■ **What you have to do**: In the records below, substitute "one instance per line" for every occurrence of "one instance to a line". Leave all other text unchanged.

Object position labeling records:
———

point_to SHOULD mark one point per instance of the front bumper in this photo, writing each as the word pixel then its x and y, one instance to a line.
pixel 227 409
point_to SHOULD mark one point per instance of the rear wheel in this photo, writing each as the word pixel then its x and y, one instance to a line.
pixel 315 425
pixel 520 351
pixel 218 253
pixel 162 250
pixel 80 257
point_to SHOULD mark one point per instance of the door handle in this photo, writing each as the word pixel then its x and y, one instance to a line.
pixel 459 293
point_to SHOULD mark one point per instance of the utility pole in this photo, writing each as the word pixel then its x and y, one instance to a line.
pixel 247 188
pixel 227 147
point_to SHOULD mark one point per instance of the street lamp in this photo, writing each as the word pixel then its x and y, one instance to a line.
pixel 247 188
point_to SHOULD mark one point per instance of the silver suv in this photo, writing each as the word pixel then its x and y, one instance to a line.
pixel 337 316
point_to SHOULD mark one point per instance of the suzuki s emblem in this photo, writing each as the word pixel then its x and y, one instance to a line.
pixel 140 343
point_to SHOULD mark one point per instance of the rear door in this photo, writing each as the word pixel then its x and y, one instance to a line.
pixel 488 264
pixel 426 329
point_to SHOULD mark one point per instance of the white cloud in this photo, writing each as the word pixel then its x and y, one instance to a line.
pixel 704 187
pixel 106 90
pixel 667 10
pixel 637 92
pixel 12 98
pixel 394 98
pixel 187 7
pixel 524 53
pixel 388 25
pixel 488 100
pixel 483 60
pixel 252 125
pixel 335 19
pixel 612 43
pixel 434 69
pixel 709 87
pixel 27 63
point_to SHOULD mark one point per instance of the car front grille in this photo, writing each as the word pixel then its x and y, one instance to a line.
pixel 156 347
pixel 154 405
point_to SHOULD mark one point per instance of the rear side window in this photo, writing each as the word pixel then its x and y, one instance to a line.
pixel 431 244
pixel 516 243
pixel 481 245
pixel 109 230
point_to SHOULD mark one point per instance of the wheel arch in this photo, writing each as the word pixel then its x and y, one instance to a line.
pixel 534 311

———

■ **Expected output**:
point_to SHOULD mark one point per instance of the front bumper in this photo, writing each as the word pixel then its x and y, one instance per line.
pixel 227 409
point_to SHOULD mark one point per instance of the rear wheel in this photo, writing each as the word pixel then its x and y, one instance per line.
pixel 315 425
pixel 520 351
pixel 218 253
pixel 162 250
pixel 80 257
point_to SHOULD mark one point per instance of the door handle in this photo, writing each as the word pixel then its x and y, one instance per line.
pixel 459 293
point_to SHOULD mark one point per instance of the utility pole in this photo, writing each as the word pixel then its x and y, one instance per line.
pixel 247 188
pixel 227 147
point_to SHOULD mark one point per instance of the street lamp in this photo, writing each as the word pixel then its x and y, one instance per line.
pixel 247 188
point_to SHOULD mark one point per instance of the silver suv in this photo, writing each as the word pixel then its x and y, one instance per line.
pixel 337 316
point_to SHOULD mark one point per instance of the suzuki s emblem in this photo, writing each as the word pixel then its x and y, one instance per line.
pixel 140 343
point_to SHOULD mark one point per instance of the rear door in this photo, writing each as the word pixel then its x and y, one instance per line.
pixel 488 264
pixel 426 329
point_to SHOULD mark one point per instance of the white cloud in this photo, writing each as the word pixel then its x and y, one instance per line.
pixel 704 187
pixel 106 90
pixel 667 10
pixel 637 92
pixel 12 98
pixel 394 98
pixel 187 7
pixel 524 53
pixel 388 25
pixel 488 100
pixel 483 60
pixel 252 125
pixel 335 19
pixel 612 43
pixel 434 69
pixel 709 87
pixel 27 63
point_to SHOULD mark one point per instance of the car front grille in this photo, writing each as the word pixel then its x and y, one instance per line.
pixel 156 347
pixel 154 405
point_to SHOULD mark one point per instance of the rear side window in this photo, writing each as the word pixel then its x and y, one instance per line.
pixel 431 244
pixel 516 243
pixel 481 245
pixel 109 230
point_to SHOULD mark one point per instance of the wheel arch in this photo, writing each as the word pixel then its x and y, one instance per line.
pixel 534 311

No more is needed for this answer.